Your task: Extend the study abstract on radiotherapy and herpes zoster risk in gynecological cancer patients, starting after its last sentence.

Given passage:
J Gynecol Oncol.  2021 Mar;32(2):e13. 10.3802/jgo.2021.32.e13.

Radiotherapy combined with chemotherapy increases the risk of herpes zoster in patients with gynecological cancers: a nationwide cohort study

Affiliations
  • 1Department of Radiation Oncology, China Medical University Hospital, Taichung, Taiwan
  • 2Department of Radiation Oncology, China Medical University Beigang Hospital, Yunlin, Taiwan
  • 3School of Chinese Medicine, College of Chinese Medicine, China Medical University, Taichung, Taiwan
  • 4Department of Chinese Medicine, China Medical University Hospital, Taichung, Taiwan
  • 5Graduate Institute of Clinical Medical Science, School of Medicine, College of Medicine, China Medical University, Taichung, Taiwan
  • 6Department of Radiology, School of Medicine, College of Medicine, Taipei Medical University, Taipei, Taiwan
  • 7Management Office for Health Data, China Medical University Hospital, Taichung, Taiwan
  • 8College of Medicine, China Medical University, Taichung, Taiwan
  • 9Preventive Medicine Center, Taichung Tzu Chi Hospital, Buddhist Tzu Chi Medical Foundation, Taichung, Taiwan

Abstract


Objective
This study aimed to determine the effect of radiotherapy (RT) on the risk of herpes zoster (HZ) in patients with gynecological cancers via a nationwide population-based study.

Items stored from a collection
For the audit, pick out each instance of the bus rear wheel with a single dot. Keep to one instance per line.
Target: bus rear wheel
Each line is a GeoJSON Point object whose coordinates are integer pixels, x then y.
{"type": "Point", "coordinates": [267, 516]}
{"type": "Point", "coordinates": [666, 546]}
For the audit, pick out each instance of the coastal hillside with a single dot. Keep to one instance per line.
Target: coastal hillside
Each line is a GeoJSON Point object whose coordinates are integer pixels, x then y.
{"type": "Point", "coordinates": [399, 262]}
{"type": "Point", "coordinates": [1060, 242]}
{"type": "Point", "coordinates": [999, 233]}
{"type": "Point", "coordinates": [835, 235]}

Result:
Methods
Based on patient data obtained from the National Health Insurance Research Database, 1928 gynecological cancer patients were identified with 1:1 matching for RT and non-RT cohorts by age, index date, and cancer type. Another cohort consisting of 964 noncancer individuals matched was used as normal control. The incidence of HZ was compared between cancer patients with and without RT. Age, comorbidities, cancer-related surgery and chemotherapy (CT), and cancer type were adjusted as confounders.
Results
The risk of HZ in cancer patients was higher than that of non-cancer individuals (14.23 versus 8.34 per 1,000 person-years [PY], the adjusted hazard ratio [aHR]=1.38, p=0.044). In the cancer population, the incidence of HZ for the RT and non-RT cohorts was 20.55 versus 10.23 per 1,000 PY, respectively (aHR=1.68, p=0.009). Age >50 years was an independent factor for developing HZ. The 5-year actuarial incidence for patients receiving neither RT nor CT, RT alone, CT alone, and combined modalities was 5.4%, 6.9%, 3.7%, and 9.9%, respectively (p<0.001). In the RT cohort, the risk rose rapidly in the first year, becoming steady thereafter.
Conclusion
This population-based study showed that gynecological cancer patients receiving RT combined with CT had the highest cumulative risk of HZ. Health care professionals should be aware of the potential toxicities.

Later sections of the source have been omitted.